» CONSIGNES:
1. Réécrivez l'extrait choisi entre « Ce qui est appréciable » et « Et quel récit ! », inclus, en remplaçant « ambiance » par « atmosphère ».
2. Transformez toute la liste fournie en un CSV à deux colonnes, texte et reponse, chaque ligne réunissant un texte de la liste et sa réponse. Placez chacun dans un champ entre guillemets et remplacez les sauts de ligne par des espaces.

» EXTRAIT CHOISI:
:::

Ce qui est appréciable en premier lieu, c’est l’ambiance. Il paraît presque naturel de vivre dans un univers comme celui là, dans lequel on est immédiatement immergé sans s’embarrasser d’explications du genre « alors un jour l’homme a commencé à envahir l’espace et à coloniser les planètes etc…. ». L’histoire du comment-on-en-est-arrivés-là fait à peine l’objet de commentaires disséminés ça et là, tant on se concentre sur le récit. Et quel récit !
Placé sous le signe de Freud et de l’analyse du rêve et de sa nature, plus encore qu’une enquête, c’est une épopée pleine de rebondissements et bourrée de personnages pour certains extrêmement développés et charismatiques. La société est différente de la nôtre par nature mais ressemblante par essence : les humains restent humains et des faits culturels qui nous sont familiers existent toujours, adaptés à cet univers : tractations politiques, extrémisme religieux, conventions, sciences, recherche du confort ou des sensations fortes… Dans un espace immense colonisés par des milliards d’humains, on retrouve une culture à échelle humaine dans laquelle, finalement, nous ne sommes pas complètement dépaysés.
Mieux, on a affaire à un auteur extrêmement cultivé et inventif qui n’hésite pas à étaler ses connaissances en religions et mythologies, qu’il malmène au passage, et parsème son action de récits dans le récit, développant à l’envie le contenu des nombreuses céphalopommes absorbées par les personnages au cours de leur voyage, racontant par des résumés le contenus de dizaine d’histoires potentielles de tous genres (ce qui vous fait regretter que le média n’existe pas, tout en sachant à quel point il est dangereux).

:::

» LISTE FOURNIE:
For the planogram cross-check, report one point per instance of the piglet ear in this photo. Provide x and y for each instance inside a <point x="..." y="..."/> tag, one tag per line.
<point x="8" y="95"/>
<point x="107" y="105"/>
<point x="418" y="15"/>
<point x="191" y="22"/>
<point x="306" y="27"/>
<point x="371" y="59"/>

:::

» RÉPONSES:
1.
Ce qui est appréciable en premier lieu, c’est l’atmosphère. Il paraît presque naturel de vivre dans un univers comme celui là, dans lequel on est immédiatement immergé sans s’embarrasser d’explications du genre « alors un jour l’homme a commencé à envahir l’espace et à coloniser les planètes etc…. ». L’histoire du comment-on-en-est-arrivés-là fait à peine l’objet de commentaires disséminés ça et là, tant on se concentre sur le récit. Et quel récit !

2.
texte,reponse
"For the planogram cross-check, report one point per instance of the piglet ear in this photo. Provide x and y for each instance inside a <point x=""..."" y=""...""/> tag, one tag per line.","<point x=""8"" y=""95""/> <point x=""107"" y=""105""/> <point x=""418"" y=""15""/> <point x=""191"" y=""22""/> <point x=""306"" y=""27""/> <point x=""371"" y=""59""/>"